Extrait du texte:
La mobilisation massive autour de cet événement envoie un message clair : Sonko est toujours dans la course et ne compte pas céder du terrain, même face à des adversaires comme Amadou Ba et Bougane Guèye Dany.
Ce dernier, en tant que président de la coalition Gueum Sa Bopp, adopte une stratégie de dénonciation directe, mais peine à égaler la popularité et la base militante de Sonko. Amadou Ba, de son côté, joue la carte de la sobriété, tentant de se démarquer par des discours mesurés, mais percutants, se positionnant comme un candidat du compromis.
Le leader de Pastef, quant à lui, a pris une posture de défi ouvert en appelant Amadou Ba à un débat public contradictoire, notamment sur les questions économiques et la gestion financière du pays. Cette initiative vise à désarmer ses adversaires et à se présenter comme le seul candidat capable d’affronter les défis économiques de la nation. Ce genre de stratégie vise à affaiblir son principal rival en le contraignant à se justifier publiquement, une tactique qu'il a déjà utilisée dans d’autres contextes politiques.
La stratégie de Bougane : la victimisation comme moteur de mobilisation
Bougane Guèye Dany, quant à lui, a adopté une stratégie qui repose en grande partie sur la dénonciation et la victimisation. Son arrestation récente est devenue un point central de sa campagne. Ses alliés, dont Barthélemy Dias, Pape Djibril Fall et Thierno Bocoum, ont rapidement saisi l’occasion pour attaquer le régime sur des questions de liberté de mouvement et de droits civiques. Ils dénoncent l’arrestation de Bougane qu’ils considèrent comme une manœuvre politique visant à étouffer une opposition légitime, un argument qui trouve un écho important auprès de la société civile et des observateurs internationaux.

Consigne A: Sélectionnez chaque ligne du listing contenant la chaîne « desk ».
L'extrait et le listing constituent deux documents indépendants.

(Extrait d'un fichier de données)
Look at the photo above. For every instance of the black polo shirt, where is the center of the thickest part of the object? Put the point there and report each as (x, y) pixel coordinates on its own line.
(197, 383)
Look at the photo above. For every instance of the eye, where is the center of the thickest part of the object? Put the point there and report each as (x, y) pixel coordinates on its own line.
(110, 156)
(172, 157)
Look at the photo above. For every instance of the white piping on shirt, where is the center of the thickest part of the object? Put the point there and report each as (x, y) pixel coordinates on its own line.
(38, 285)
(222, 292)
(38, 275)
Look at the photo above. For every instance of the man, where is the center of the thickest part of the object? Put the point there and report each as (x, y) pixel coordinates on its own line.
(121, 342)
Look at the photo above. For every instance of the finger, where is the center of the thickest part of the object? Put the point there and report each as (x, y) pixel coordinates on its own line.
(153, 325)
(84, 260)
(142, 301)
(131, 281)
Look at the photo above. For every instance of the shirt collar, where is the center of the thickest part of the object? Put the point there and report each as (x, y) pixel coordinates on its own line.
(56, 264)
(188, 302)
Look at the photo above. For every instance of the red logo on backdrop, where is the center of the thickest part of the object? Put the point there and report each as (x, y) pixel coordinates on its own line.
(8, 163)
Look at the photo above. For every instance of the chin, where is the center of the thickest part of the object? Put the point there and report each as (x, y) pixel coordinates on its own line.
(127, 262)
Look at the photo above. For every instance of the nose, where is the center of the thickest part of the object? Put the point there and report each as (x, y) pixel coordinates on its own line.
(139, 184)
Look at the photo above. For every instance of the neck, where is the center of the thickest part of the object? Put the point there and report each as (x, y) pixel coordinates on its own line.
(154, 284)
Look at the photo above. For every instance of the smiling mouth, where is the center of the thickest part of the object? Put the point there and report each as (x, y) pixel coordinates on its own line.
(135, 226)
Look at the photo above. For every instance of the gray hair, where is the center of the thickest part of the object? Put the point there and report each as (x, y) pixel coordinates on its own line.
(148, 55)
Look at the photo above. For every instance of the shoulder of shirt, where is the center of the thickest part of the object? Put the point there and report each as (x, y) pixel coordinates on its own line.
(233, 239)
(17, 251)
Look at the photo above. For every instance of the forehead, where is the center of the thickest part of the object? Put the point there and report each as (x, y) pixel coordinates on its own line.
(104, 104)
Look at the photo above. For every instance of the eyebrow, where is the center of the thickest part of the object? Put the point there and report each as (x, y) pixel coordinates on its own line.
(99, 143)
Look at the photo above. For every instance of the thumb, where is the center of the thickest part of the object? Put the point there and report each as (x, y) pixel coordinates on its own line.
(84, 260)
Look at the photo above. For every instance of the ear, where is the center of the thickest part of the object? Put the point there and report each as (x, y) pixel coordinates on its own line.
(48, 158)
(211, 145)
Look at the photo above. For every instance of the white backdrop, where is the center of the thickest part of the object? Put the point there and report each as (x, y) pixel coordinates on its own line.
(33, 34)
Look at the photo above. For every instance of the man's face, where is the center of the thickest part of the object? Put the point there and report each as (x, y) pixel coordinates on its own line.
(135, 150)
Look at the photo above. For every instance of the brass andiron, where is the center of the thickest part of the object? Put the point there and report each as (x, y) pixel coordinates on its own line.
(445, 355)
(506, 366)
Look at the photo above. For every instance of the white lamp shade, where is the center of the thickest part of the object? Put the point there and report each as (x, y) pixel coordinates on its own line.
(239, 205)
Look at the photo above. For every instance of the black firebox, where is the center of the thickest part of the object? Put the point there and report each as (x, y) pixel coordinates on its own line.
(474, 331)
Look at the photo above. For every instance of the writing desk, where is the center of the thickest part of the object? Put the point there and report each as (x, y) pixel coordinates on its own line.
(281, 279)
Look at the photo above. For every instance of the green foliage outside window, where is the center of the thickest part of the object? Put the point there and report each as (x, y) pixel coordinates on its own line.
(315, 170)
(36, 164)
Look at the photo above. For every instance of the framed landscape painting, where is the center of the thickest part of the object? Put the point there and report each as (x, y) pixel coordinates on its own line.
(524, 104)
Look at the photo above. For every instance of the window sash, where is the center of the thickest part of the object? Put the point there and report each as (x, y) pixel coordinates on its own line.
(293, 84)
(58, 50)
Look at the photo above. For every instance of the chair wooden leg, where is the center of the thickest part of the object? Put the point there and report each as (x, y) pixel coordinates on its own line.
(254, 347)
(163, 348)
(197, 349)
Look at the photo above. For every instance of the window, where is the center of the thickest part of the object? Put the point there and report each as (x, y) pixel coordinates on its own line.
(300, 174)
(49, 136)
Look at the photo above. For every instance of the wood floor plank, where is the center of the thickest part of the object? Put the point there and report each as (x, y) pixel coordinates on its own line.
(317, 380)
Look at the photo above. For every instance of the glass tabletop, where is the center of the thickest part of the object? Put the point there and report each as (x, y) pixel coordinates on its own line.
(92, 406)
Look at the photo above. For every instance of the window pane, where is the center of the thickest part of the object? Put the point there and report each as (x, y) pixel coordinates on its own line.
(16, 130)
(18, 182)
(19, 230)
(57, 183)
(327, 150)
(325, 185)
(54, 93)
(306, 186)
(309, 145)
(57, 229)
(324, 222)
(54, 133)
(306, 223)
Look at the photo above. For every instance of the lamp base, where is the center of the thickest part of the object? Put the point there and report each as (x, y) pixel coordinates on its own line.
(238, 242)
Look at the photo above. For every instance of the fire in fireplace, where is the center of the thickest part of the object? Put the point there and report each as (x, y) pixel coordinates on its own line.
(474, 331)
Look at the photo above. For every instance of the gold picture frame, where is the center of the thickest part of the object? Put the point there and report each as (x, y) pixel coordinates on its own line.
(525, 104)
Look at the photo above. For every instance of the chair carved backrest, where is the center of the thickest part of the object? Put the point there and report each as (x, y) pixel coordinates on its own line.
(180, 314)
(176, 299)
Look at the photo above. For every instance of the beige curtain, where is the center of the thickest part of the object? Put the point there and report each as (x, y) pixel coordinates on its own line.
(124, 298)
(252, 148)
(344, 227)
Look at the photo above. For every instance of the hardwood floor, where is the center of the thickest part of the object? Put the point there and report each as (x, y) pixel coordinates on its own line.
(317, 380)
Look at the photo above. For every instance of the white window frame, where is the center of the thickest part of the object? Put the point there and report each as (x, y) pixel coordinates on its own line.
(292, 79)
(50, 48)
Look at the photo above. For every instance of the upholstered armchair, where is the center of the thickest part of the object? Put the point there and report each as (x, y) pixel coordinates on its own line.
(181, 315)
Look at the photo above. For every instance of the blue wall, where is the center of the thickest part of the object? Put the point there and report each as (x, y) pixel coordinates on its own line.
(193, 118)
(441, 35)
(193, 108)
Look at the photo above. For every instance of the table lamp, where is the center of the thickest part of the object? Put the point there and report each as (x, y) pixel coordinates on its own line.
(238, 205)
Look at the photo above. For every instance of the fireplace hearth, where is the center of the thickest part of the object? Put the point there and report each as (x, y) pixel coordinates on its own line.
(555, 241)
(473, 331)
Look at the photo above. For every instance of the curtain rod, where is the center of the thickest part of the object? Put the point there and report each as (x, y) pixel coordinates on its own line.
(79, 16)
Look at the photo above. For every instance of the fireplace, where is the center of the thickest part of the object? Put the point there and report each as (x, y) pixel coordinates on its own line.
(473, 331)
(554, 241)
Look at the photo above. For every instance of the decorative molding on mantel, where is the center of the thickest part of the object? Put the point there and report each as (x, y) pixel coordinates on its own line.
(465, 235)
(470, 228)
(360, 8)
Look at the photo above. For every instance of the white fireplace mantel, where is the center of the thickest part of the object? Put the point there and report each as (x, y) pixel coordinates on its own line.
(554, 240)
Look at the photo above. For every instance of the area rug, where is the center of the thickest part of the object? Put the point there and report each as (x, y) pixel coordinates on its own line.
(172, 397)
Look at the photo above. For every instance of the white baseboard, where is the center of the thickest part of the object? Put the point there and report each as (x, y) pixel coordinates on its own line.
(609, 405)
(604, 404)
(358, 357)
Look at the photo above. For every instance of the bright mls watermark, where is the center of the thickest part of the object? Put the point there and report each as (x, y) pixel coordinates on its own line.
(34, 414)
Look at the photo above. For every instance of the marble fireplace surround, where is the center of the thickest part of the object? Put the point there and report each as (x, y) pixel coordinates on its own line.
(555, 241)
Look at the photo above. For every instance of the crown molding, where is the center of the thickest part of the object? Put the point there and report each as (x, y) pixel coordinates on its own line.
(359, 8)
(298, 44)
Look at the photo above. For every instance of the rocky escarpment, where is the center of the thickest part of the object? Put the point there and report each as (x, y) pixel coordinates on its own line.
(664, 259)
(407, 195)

...

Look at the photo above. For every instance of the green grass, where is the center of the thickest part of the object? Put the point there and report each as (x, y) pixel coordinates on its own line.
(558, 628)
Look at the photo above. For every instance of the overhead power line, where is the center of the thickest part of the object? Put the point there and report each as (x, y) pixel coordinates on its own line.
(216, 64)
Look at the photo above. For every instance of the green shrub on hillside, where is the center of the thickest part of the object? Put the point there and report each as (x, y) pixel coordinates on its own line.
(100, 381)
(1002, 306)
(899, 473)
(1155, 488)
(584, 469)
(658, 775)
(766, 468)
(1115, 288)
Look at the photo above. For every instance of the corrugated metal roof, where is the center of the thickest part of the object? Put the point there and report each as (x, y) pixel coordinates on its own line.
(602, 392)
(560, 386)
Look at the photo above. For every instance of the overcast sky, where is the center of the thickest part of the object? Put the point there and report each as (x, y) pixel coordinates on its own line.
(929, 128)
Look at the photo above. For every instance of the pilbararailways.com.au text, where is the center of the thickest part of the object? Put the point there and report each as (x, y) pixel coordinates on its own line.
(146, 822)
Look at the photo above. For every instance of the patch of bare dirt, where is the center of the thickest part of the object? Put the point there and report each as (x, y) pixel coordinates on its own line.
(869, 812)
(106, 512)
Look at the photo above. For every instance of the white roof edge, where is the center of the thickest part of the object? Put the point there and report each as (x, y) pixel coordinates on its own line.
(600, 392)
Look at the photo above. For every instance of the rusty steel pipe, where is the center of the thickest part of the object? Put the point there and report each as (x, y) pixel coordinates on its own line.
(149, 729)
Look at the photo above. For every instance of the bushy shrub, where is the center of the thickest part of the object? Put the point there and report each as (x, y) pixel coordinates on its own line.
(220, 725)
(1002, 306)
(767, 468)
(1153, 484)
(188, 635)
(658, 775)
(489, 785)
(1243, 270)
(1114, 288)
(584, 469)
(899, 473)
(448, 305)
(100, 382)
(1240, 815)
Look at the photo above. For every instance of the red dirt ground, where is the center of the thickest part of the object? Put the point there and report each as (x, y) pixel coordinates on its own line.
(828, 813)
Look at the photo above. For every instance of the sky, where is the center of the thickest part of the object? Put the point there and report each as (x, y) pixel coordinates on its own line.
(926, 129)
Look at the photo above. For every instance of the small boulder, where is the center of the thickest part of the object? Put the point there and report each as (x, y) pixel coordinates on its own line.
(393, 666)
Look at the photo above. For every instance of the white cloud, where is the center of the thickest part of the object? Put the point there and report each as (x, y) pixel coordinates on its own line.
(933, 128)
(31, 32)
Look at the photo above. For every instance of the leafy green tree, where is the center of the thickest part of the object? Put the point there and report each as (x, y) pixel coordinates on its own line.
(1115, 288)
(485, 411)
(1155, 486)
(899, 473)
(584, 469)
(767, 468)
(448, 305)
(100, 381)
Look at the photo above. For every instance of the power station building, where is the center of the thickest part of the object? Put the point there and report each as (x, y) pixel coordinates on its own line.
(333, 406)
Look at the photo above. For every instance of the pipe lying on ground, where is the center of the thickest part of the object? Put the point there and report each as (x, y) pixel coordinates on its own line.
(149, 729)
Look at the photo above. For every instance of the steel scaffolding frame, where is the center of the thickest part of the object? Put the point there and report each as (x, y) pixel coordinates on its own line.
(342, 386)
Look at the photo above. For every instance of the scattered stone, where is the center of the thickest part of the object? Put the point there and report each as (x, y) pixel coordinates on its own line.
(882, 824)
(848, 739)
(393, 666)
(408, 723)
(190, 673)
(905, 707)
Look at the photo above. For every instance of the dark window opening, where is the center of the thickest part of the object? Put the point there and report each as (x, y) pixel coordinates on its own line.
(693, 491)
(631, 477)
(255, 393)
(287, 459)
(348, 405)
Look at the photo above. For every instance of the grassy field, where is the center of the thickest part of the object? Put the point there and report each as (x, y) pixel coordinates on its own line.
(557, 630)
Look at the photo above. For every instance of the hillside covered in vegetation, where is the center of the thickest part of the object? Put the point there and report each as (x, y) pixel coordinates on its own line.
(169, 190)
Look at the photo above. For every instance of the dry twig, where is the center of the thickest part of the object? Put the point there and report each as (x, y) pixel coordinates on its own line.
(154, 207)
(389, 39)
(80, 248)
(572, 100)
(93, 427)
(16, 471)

Consigne B: Relevez toutes les personnes désignées par leur nom dans l'extrait sur la campagne politique.

Réponse finale A:
Look at the photo above. For every instance of the writing desk, where is the center of the thickest part of the object? Put the point there and report each as (x, y) pixel coordinates on its own line.

Réponse finale B:
Sonko
Amadou Ba
Bougane Guèye Dany
Barthélemy Dias
Pape Djibril Fall
Thierno Bocoum